Prompt: Transcribe the lines from the one containing "of the island" to the last line, inclusive, word for word. Include no pictures.

====

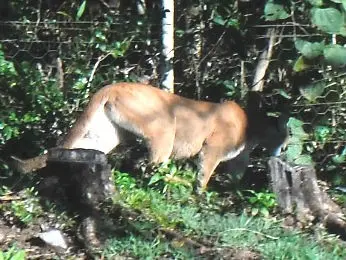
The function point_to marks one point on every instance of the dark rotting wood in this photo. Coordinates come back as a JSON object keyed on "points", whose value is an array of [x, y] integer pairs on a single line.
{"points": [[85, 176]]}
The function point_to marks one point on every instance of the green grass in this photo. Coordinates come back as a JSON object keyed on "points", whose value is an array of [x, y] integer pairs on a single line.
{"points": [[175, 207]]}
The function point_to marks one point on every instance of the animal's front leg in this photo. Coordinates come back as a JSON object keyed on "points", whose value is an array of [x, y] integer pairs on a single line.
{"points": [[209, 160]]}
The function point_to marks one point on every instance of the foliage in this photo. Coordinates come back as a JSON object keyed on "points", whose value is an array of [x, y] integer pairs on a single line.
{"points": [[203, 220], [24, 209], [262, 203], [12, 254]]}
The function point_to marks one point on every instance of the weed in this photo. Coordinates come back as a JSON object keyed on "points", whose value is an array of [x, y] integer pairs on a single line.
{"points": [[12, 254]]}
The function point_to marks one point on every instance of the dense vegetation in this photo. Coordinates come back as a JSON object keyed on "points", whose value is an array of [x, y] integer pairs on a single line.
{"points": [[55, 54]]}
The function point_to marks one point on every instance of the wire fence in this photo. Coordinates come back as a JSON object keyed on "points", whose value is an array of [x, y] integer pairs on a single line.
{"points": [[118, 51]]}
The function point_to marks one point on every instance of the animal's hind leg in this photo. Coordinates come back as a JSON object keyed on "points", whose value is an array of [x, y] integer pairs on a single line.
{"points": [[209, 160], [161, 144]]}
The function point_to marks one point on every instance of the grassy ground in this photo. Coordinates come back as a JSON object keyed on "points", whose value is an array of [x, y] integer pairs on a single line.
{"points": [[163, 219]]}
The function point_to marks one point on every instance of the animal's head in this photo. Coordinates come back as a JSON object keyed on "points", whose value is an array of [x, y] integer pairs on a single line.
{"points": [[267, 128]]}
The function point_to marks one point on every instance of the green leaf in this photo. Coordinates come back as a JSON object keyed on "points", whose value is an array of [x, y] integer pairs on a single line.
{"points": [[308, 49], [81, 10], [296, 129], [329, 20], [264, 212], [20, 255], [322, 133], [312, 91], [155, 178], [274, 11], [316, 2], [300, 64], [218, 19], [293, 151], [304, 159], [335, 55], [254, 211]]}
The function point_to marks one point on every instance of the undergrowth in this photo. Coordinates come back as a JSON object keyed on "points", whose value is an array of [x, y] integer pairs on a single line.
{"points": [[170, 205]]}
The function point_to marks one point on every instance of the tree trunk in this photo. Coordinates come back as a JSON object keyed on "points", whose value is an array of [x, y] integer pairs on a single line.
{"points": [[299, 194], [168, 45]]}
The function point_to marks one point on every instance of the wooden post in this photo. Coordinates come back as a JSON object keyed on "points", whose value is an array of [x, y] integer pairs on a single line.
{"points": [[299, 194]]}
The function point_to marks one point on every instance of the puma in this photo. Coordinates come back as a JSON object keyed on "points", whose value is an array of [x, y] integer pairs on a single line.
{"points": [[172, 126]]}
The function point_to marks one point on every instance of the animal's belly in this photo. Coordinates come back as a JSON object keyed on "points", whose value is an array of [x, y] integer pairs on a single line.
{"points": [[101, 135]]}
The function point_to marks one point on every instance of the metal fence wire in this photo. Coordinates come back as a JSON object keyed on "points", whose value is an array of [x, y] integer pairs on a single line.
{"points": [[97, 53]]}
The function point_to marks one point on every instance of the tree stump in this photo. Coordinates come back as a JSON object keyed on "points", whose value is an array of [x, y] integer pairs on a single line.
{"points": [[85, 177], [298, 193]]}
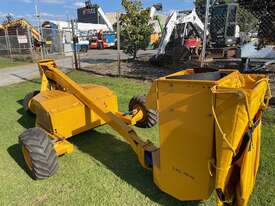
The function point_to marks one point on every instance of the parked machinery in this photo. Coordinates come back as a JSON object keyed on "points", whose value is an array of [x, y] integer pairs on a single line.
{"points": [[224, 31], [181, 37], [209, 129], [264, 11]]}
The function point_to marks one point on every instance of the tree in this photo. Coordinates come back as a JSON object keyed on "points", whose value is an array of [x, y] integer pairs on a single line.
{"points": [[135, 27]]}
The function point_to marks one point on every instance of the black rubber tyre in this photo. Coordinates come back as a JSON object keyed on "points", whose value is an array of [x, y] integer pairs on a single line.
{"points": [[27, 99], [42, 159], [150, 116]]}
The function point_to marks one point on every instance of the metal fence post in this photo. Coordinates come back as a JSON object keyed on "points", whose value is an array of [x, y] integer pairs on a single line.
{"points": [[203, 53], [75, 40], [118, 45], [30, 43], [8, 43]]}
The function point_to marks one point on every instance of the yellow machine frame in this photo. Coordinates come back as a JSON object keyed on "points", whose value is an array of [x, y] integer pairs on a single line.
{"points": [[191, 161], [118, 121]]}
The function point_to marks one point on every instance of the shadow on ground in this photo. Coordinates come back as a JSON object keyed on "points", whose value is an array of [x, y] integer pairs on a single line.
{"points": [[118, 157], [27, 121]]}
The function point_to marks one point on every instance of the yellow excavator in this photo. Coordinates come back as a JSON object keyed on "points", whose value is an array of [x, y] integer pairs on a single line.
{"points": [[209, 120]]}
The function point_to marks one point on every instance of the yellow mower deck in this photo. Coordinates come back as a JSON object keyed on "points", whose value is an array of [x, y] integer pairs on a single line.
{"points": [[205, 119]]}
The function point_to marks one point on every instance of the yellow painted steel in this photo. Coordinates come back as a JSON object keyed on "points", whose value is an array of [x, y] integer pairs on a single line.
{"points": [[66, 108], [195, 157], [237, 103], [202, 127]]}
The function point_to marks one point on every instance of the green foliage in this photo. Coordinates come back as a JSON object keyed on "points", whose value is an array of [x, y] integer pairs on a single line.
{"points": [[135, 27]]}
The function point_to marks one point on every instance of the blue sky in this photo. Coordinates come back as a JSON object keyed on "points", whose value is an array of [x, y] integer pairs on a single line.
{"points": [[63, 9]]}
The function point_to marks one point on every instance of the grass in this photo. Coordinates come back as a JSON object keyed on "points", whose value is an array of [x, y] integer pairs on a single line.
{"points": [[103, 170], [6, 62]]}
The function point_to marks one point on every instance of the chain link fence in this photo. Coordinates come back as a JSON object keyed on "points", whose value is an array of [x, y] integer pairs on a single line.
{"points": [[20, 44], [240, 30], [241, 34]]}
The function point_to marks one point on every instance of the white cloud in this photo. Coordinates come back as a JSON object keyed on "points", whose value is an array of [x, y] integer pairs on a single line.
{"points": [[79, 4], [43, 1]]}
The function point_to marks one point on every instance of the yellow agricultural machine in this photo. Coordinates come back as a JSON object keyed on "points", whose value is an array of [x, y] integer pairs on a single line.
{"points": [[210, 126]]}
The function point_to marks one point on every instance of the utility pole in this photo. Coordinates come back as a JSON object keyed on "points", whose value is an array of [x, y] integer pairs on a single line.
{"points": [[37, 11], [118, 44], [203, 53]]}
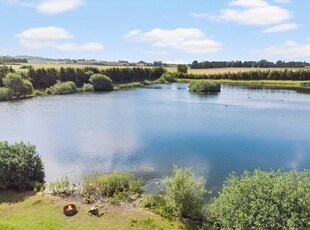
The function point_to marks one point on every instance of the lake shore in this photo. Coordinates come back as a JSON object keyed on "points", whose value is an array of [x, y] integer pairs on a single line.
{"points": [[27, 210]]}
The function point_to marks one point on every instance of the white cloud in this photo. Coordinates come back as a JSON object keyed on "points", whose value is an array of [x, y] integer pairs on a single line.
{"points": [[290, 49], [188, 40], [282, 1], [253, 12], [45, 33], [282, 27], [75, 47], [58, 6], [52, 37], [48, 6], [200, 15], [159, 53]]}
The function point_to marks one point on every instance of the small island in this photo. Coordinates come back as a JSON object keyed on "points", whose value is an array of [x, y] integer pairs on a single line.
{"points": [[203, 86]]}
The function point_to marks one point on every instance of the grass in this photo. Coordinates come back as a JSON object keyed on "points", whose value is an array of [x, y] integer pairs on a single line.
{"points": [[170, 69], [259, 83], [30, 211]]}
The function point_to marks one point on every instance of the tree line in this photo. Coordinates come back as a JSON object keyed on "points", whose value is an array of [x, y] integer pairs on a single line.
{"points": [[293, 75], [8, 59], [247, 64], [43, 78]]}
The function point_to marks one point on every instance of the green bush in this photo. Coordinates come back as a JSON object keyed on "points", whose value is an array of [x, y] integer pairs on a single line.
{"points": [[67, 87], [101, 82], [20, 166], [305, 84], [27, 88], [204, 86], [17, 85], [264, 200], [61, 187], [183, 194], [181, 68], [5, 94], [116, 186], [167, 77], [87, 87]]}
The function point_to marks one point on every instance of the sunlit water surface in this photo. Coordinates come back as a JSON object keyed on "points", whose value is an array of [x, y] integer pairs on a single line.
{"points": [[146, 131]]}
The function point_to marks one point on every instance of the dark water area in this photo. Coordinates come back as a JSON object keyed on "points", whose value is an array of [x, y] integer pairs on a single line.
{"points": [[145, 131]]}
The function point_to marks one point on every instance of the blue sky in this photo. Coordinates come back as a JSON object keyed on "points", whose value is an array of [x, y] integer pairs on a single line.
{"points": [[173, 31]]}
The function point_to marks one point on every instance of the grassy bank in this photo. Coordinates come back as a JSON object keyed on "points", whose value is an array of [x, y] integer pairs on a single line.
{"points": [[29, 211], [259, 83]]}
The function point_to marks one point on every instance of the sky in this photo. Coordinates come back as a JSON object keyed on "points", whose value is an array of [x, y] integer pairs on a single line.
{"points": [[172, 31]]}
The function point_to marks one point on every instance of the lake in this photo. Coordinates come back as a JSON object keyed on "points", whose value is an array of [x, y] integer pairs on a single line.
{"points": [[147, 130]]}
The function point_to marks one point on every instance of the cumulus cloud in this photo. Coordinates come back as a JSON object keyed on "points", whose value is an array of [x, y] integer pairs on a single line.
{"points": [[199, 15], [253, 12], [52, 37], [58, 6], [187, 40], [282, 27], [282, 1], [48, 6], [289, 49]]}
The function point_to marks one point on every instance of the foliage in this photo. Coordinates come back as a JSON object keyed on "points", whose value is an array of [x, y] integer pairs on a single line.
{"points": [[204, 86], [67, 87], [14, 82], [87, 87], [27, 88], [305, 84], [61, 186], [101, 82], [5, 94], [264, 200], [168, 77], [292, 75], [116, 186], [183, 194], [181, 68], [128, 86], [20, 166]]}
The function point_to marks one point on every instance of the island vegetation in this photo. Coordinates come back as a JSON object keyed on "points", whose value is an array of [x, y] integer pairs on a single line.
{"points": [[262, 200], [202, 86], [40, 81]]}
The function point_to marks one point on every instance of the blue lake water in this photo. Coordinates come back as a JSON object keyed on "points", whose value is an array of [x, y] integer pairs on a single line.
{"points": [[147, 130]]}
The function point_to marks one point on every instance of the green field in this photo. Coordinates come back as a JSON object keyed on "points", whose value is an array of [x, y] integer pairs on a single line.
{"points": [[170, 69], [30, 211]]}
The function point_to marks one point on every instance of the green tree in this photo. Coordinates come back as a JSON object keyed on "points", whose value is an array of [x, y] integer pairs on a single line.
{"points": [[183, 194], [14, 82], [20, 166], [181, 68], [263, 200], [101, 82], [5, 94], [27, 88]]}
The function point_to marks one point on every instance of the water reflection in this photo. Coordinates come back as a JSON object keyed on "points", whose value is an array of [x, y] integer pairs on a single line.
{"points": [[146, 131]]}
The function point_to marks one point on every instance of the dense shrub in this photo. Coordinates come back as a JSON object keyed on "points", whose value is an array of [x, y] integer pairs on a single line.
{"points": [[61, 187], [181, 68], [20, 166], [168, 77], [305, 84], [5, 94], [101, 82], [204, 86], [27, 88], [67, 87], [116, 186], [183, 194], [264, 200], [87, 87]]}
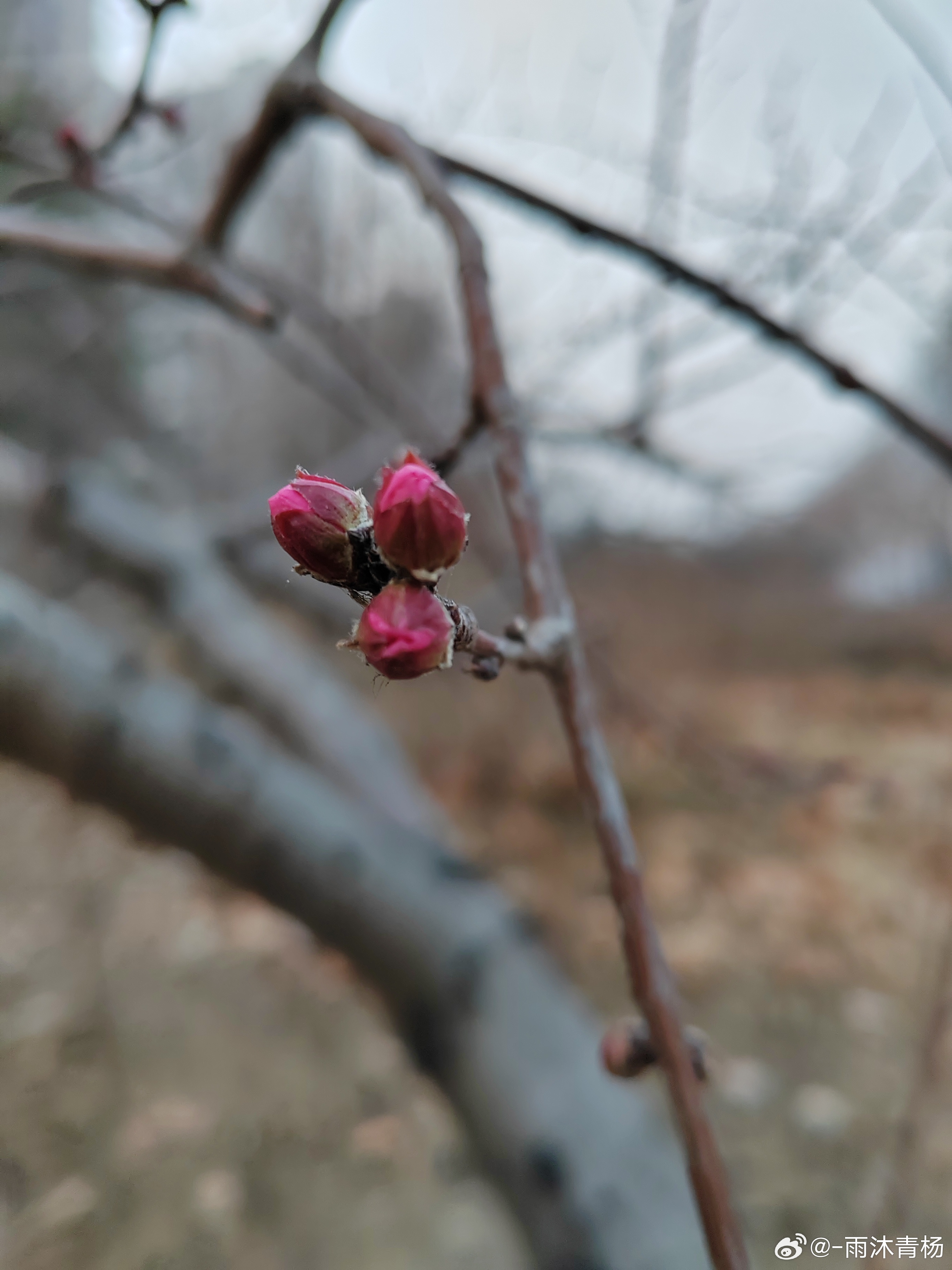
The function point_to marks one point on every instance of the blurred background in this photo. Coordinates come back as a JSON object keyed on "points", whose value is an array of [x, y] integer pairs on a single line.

====

Response:
The function point_to marks one point on every instance of the island vegetation in this photo. Coordinates come back as a JSON object keyed on "points", whose value is an array of [x, y] integer pairs on a single line.
{"points": [[262, 200], [202, 86], [40, 81]]}
The function point_to marks one point on every instance of the blue lake water in this photo. Coordinates come back as a JSON object keyed on "points", whose value is an array of [x, y] integer pairs on a single line.
{"points": [[147, 130]]}
The function point_to marks one point on every instance of the green field in this photo. Coordinates come back as a JSON object keyed on "points", whose value is an array of [x, y] integer pairs on a single line.
{"points": [[170, 69], [30, 211]]}
The function point_to marks one point on every instance of the green tree in this photo. Coordinates come back as a JSON object keyed on "points", whose value is an array of [x, y] integer pairs on a single line.
{"points": [[183, 194], [14, 82], [20, 166], [181, 68], [263, 200], [101, 82], [5, 94], [27, 88]]}
The function point_to marks one point on every instance of the water reflection in this photo. Coordinates come back as a JSON object keyed on "points", whose value is an array of [x, y] integer pairs on a single line.
{"points": [[146, 131]]}
The function point_to marks one point on every instance of the dense shrub in this photo. Coordinates come back as a JSON object keyed on "points", whose value is an array of [x, y] integer pairs on a single line.
{"points": [[61, 187], [181, 68], [20, 166], [168, 77], [305, 84], [5, 94], [101, 82], [204, 86], [27, 88], [67, 87], [116, 186], [183, 194], [264, 200], [87, 87]]}
The function point_to marks one point on every instance of the blurred background in this photo. Coordinates come back as a JSON object keyed on "points", whose value is an array of [x, y] integer pairs on a single line.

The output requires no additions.